## How to complete this task
After locating the line with "Target: blue circular logo" in the entries below, set down exactly that line and each one after it to the end, skipping pictures.

## Dataset extract
>>>

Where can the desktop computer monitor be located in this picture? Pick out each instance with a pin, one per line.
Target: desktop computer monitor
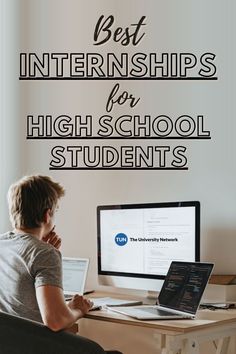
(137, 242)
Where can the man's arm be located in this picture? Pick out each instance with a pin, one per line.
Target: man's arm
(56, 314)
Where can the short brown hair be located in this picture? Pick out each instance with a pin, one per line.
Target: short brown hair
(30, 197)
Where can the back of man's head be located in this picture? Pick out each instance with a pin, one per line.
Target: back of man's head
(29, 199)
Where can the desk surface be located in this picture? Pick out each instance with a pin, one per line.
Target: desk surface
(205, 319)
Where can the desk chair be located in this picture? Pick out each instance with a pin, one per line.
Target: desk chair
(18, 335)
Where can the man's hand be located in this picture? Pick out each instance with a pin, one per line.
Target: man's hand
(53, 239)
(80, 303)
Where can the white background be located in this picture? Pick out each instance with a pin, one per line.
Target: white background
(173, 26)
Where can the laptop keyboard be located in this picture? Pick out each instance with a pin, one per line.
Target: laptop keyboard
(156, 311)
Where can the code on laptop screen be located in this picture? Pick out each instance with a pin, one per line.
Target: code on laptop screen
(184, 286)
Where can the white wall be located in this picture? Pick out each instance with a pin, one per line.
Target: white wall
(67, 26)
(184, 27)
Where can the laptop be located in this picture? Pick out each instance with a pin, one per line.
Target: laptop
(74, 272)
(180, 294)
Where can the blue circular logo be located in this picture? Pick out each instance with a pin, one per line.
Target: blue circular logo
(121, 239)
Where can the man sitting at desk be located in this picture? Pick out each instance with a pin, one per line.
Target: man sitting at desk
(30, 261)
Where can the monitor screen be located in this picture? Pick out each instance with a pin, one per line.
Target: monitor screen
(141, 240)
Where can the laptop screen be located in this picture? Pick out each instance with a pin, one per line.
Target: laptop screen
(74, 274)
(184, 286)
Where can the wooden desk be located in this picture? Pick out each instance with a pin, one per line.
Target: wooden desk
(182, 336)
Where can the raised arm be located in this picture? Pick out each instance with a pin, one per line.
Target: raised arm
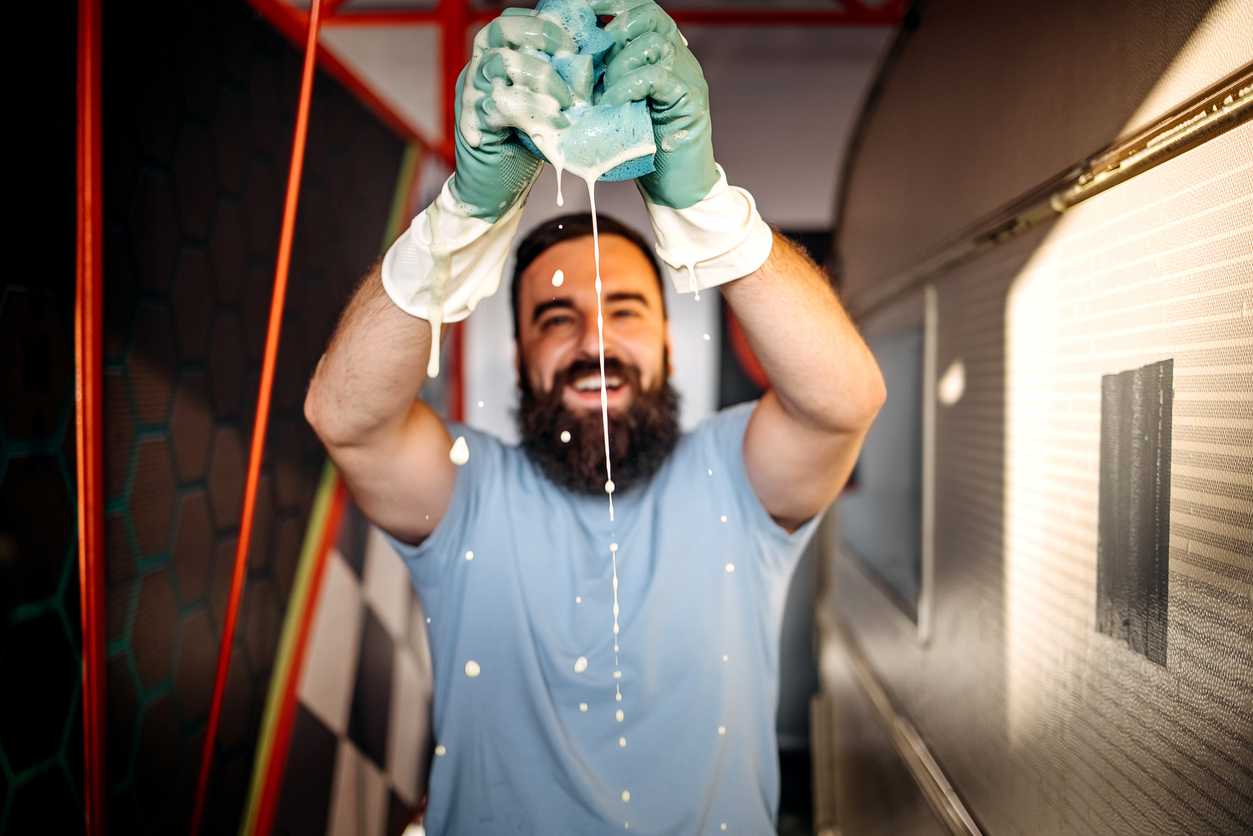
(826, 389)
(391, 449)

<<<

## Result below
Target: blue circular logo
(121, 239)
Where can the man sitting at desk be located in this picture? Pick out each instance with a pin, one per line.
Target: man sitting at desk
(30, 261)
Where can the monitor screen be located in this picture? Pick out each instance with a pin, one per line.
Target: monitor screen
(141, 240)
Where can the laptop screen be located in this picture? Pick out each instance with a pin, one per line.
Target: laptop screen
(74, 274)
(184, 286)
Where can the wooden desk be located in this picture? Pick out each instance with a pin, one per line.
Target: wooden desk
(182, 336)
Where can the raised arm be located in this picture? Pick out each instance with a pin, one per line.
Target: raised arm
(826, 389)
(391, 449)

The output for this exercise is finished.